Assignment
Rewrite the entries below with every "positive clicks" replaced by "foreground clicks" and all else unchanged. Leave the pictures out of your answer.

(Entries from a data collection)
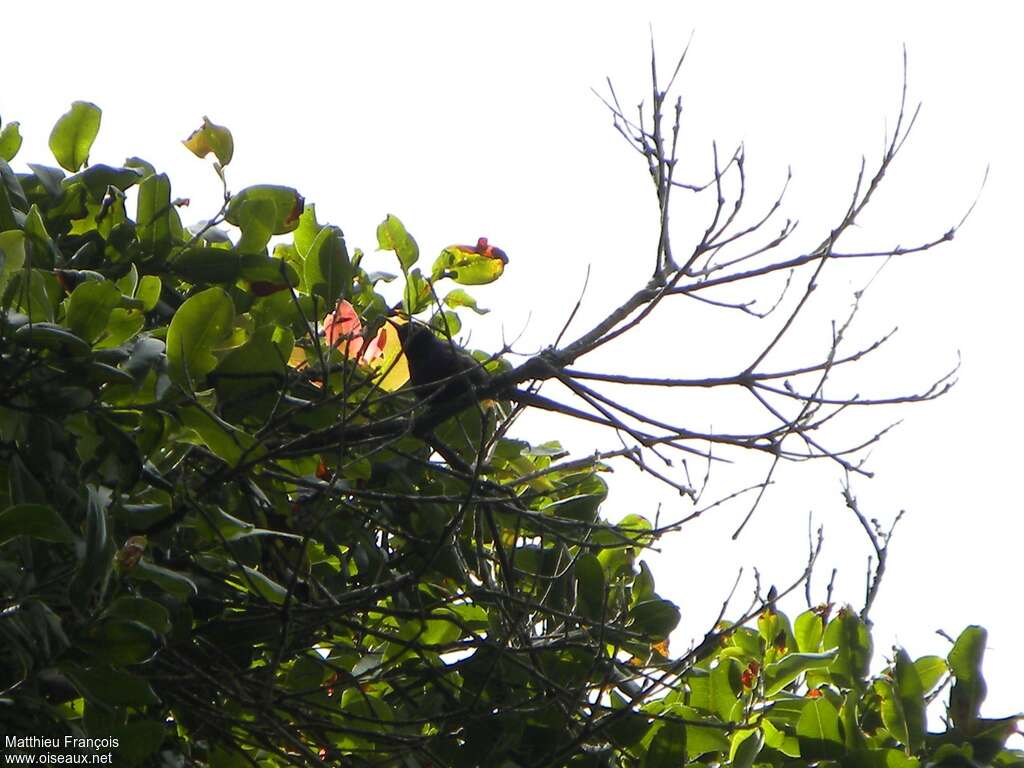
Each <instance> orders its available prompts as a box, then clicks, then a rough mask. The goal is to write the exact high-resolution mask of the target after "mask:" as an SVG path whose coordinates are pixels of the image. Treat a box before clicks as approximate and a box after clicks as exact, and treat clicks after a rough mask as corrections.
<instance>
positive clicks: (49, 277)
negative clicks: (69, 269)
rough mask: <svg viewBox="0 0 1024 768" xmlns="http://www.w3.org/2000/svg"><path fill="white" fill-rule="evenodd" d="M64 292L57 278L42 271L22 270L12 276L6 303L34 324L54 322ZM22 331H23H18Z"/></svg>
mask: <svg viewBox="0 0 1024 768" xmlns="http://www.w3.org/2000/svg"><path fill="white" fill-rule="evenodd" d="M61 294H62V292H61V290H60V285H59V283H57V280H56V276H54V274H53V273H52V272H50V271H44V270H42V269H22V270H19V271H17V272H14V273H13V274H12V275H11V279H10V283H9V284H8V286H7V290H6V291H5V292H4V297H3V299H4V301H5V302H10V304H9V306H12V307H14V308H15V309H19V310H22V311H23V312H25V313H26V314H28V315H29V317H30V318H31V319H32V322H33V323H49V322H52V321H53V311H54V308H55V307H56V305H57V303H58V302H59V297H60V296H61ZM18 330H22V329H18Z"/></svg>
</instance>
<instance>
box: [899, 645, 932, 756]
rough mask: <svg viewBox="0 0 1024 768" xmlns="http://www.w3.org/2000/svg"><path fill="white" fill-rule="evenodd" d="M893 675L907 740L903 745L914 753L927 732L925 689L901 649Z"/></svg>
mask: <svg viewBox="0 0 1024 768" xmlns="http://www.w3.org/2000/svg"><path fill="white" fill-rule="evenodd" d="M893 675H894V678H895V682H896V694H897V696H898V697H899V702H900V709H901V710H902V712H903V720H904V722H905V723H906V733H907V738H908V740H906V741H904V743H905V744H906V745H907V746H908V748H909V750H910V751H912V752H916V751H918V750H920V749H921V748H922V746H923V745H924V742H925V733H926V732H927V726H926V721H925V716H926V703H925V689H924V687H923V686H922V683H921V677H919V675H918V670H916V668H915V667H914V666H913V662H911V660H910V656H909V655H907V652H906V651H905V650H903V649H902V648H900V649H899V650H897V651H896V660H895V664H894V666H893Z"/></svg>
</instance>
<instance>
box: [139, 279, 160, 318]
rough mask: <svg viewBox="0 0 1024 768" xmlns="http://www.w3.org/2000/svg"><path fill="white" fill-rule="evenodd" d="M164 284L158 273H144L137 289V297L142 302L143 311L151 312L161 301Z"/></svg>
mask: <svg viewBox="0 0 1024 768" xmlns="http://www.w3.org/2000/svg"><path fill="white" fill-rule="evenodd" d="M161 288H162V285H161V282H160V278H158V276H157V275H156V274H143V275H142V278H141V280H139V282H138V287H137V288H136V289H135V298H136V299H138V300H139V301H141V302H142V311H144V312H150V311H152V310H153V308H154V307H155V306H157V302H158V301H160V291H161Z"/></svg>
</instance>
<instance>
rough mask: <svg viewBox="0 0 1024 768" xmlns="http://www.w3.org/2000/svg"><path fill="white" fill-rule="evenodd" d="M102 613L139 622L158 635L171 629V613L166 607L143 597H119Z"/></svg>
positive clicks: (111, 616) (128, 619) (161, 634)
mask: <svg viewBox="0 0 1024 768" xmlns="http://www.w3.org/2000/svg"><path fill="white" fill-rule="evenodd" d="M104 615H106V616H111V617H117V618H125V620H130V621H133V622H139V623H140V624H144V625H145V626H146V627H148V628H150V629H151V630H153V631H154V632H156V633H157V634H160V635H166V634H167V633H168V632H170V631H171V614H170V612H168V610H167V608H165V607H164V606H163V605H161V604H160V603H158V602H157V601H156V600H150V599H146V598H144V597H130V596H127V595H125V596H122V597H119V598H117V599H116V600H115V601H114V602H112V603H111V604H110V606H109V607H108V608H106V610H105V611H104Z"/></svg>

Solved exercise
Each <instance> orders its available prompts as a box, then clicks, then a rough mask. The goal is to write the exact high-resolution mask of the target after "mask:" as an SVG path whose coordinates are pixels of the image. Treat a box before clicks as approximate and a box after clicks as exact, and treat clicks after a rough mask as corrections.
<instance>
foreground clicks: (49, 277)
negative clicks: (69, 269)
rough mask: <svg viewBox="0 0 1024 768" xmlns="http://www.w3.org/2000/svg"><path fill="white" fill-rule="evenodd" d="M64 292L57 278L42 271L22 270L12 276L6 303L34 324L54 322ZM22 331H23H18Z"/></svg>
mask: <svg viewBox="0 0 1024 768" xmlns="http://www.w3.org/2000/svg"><path fill="white" fill-rule="evenodd" d="M61 294H62V292H61V290H60V285H59V283H57V280H56V276H54V274H53V273H52V272H50V271H44V270H42V269H22V270H19V271H17V272H14V273H13V274H12V275H11V279H10V283H9V284H8V286H7V290H6V291H5V292H4V297H3V299H4V301H5V302H10V304H9V306H12V307H14V308H15V309H19V310H22V311H23V312H25V313H26V314H28V315H29V317H30V318H31V319H32V322H33V323H49V322H52V321H53V311H54V308H55V307H56V305H57V303H58V302H59V297H60V296H61ZM18 330H22V329H18Z"/></svg>
</instance>
<instance>
box: [899, 645, 932, 756]
rough mask: <svg viewBox="0 0 1024 768" xmlns="http://www.w3.org/2000/svg"><path fill="white" fill-rule="evenodd" d="M893 675L907 740L903 745L914 753L927 732L925 689L901 649Z"/></svg>
mask: <svg viewBox="0 0 1024 768" xmlns="http://www.w3.org/2000/svg"><path fill="white" fill-rule="evenodd" d="M893 675H894V678H895V682H896V694H897V696H898V697H899V702H900V709H901V710H902V712H903V720H904V722H905V723H906V733H907V738H908V740H906V741H904V743H905V744H906V745H907V746H908V748H909V750H910V751H912V752H916V751H918V750H920V749H921V748H922V746H923V745H924V742H925V733H926V732H927V726H926V721H925V716H926V703H925V689H924V687H923V686H922V683H921V677H919V675H918V670H916V668H915V667H914V666H913V662H911V660H910V656H909V655H907V652H906V651H905V650H903V649H902V648H900V649H899V650H897V651H896V660H895V664H894V666H893Z"/></svg>
</instance>
<instance>
box: [139, 279, 160, 318]
rough mask: <svg viewBox="0 0 1024 768" xmlns="http://www.w3.org/2000/svg"><path fill="white" fill-rule="evenodd" d="M164 284L158 273H144L137 289V297L142 302L143 311L151 312L161 301Z"/></svg>
mask: <svg viewBox="0 0 1024 768" xmlns="http://www.w3.org/2000/svg"><path fill="white" fill-rule="evenodd" d="M161 288H162V285H161V282H160V278H158V276H157V275H156V274H143V275H142V278H141V280H139V282H138V287H137V288H136V289H135V298H136V299H138V300H139V301H141V302H142V311H144V312H150V311H152V310H153V308H154V307H155V306H157V302H158V301H160V291H161Z"/></svg>
</instance>
<instance>
rough mask: <svg viewBox="0 0 1024 768" xmlns="http://www.w3.org/2000/svg"><path fill="white" fill-rule="evenodd" d="M102 613L139 622L158 635L171 629V613L166 607L143 597H119Z"/></svg>
foreground clicks: (111, 616) (128, 619) (161, 634)
mask: <svg viewBox="0 0 1024 768" xmlns="http://www.w3.org/2000/svg"><path fill="white" fill-rule="evenodd" d="M104 615H106V616H111V617H117V618H125V620H130V621H133V622H139V623H140V624H144V625H145V626H146V627H148V628H150V629H151V630H153V631H154V632H156V633H157V634H160V635H166V634H167V633H168V632H170V631H171V614H170V612H168V610H167V608H165V607H164V606H163V605H161V604H160V603H158V602H157V601H156V600H150V599H146V598H144V597H130V596H127V595H125V596H122V597H119V598H117V599H116V600H115V601H114V602H112V603H111V604H110V606H109V607H108V608H106V610H105V611H104Z"/></svg>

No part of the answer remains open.